__YOUR TASK__
Give the data again in full. Keep every line the same.

__Referring expression data__
==========
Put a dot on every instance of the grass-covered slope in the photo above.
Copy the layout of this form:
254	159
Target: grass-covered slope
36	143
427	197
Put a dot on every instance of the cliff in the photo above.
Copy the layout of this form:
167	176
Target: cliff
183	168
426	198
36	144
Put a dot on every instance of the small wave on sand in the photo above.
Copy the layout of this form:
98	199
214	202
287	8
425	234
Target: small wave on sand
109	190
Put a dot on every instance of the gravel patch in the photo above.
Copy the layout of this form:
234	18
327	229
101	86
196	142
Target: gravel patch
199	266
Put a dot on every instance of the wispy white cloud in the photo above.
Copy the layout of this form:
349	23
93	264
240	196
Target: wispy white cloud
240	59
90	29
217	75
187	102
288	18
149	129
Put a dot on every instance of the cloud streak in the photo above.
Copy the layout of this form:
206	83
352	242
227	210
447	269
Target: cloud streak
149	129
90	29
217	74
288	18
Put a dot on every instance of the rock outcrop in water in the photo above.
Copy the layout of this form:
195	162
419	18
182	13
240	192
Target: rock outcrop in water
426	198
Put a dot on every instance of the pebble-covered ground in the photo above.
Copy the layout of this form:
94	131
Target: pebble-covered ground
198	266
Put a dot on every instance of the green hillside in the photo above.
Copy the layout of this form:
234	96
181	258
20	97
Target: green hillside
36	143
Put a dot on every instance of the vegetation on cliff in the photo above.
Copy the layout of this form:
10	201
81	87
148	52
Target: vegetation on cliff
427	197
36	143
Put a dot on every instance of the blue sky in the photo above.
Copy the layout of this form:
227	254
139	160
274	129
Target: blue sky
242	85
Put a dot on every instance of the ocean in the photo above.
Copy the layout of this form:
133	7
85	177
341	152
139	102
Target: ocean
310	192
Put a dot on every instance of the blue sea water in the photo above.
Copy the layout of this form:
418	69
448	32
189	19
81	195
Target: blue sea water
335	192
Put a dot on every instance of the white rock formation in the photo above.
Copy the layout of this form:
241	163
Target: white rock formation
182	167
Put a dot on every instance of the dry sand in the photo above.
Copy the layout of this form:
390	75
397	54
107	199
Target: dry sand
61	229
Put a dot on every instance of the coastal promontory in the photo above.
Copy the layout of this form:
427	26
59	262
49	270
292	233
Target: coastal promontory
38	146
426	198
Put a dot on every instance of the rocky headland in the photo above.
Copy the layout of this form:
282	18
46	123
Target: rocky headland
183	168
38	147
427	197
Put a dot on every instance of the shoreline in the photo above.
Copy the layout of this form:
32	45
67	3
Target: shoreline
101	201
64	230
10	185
==========
__TASK SOLUTION__
Put a dot on every instance of the grass-covered slope in the photo above.
Copy the layout of this form:
254	159
Target: grass-covered slope
36	143
427	197
Put a dot on every instance of the cliff in the photo above.
Copy the layout of this form:
167	176
Target: cliff
183	168
426	198
36	144
Put a dot on every instance of the small wave on sand in the photo above.
Copy the layout of this form:
98	199
214	202
287	8
425	234
Target: small wave on sand
109	190
Put a dot on every instance of the gravel patch in the photo above.
Copy the layout of this form:
234	18
327	229
101	86
196	142
Target: gravel patch
199	266
Put a dot on every instance of the wispy white cloud in the photo above.
Copy the layout of this form:
349	23
93	264
240	196
Target: wispy white cloud
240	59
90	29
217	75
187	102
288	18
149	129
Put a dot on every instance of the cloud streak in the photo above.
Copy the layout of this form:
206	83
352	242
227	210
447	269
Target: cloud streak
149	129
90	29
217	74
288	18
Put a dot on every instance of the rock outcrop in water in the photo above.
Copy the layout of this form:
195	162
419	18
182	13
240	192
Target: rock outcrop in water
426	198
Put a dot on every instance of the pebble-covered ground in the photo above.
Copy the layout of this form:
94	131
Target: pebble-covered ground
198	266
Put a dot on every instance of the green hillside in the photo above.
Copy the layout of this form:
234	96
181	258
20	97
Target: green hillside
36	143
Put a dot on every instance of the vegetation on cliff in the photo above.
Copy the layout of this form:
10	201
81	87
148	52
Target: vegetation on cliff
427	197
36	143
Put a dot on every instance of the blue sky in the photo above.
Copy the layout of this form:
227	254
139	160
274	129
Target: blue sky
242	85
Put a dot on every instance of the ocean in the photo above.
Copy the layout of this form:
133	7
85	177
341	152
139	102
Target: ocean
310	192
Put a dot on every instance of the blue sea water in the photo above.
Copy the layout of this form:
418	69
448	32
189	19
81	195
Target: blue sea water
335	192
Put a dot on every instance of the white rock formation in the photo above.
Copy the layout of this form:
241	163
Target: white rock formation
182	167
Put a dot on every instance of the dry sand in the photo above.
Copy the layout of this form:
390	75
397	54
107	199
Target: dry sand
61	229
Put a dot on every instance of the coastal promontory in the photo above.
Copy the layout of this form:
427	26
59	262
49	270
292	233
Target: coastal promontory
38	146
426	198
Put a dot on every instance of the rocky headland in the photo above.
Copy the layout of this form:
282	18
46	123
Target: rocky headland
183	168
38	147
427	197
Put a dot on every instance of the shoreline in the photo above.
Copy the layout of this form:
32	45
67	3
Target: shoreline
101	201
64	230
10	185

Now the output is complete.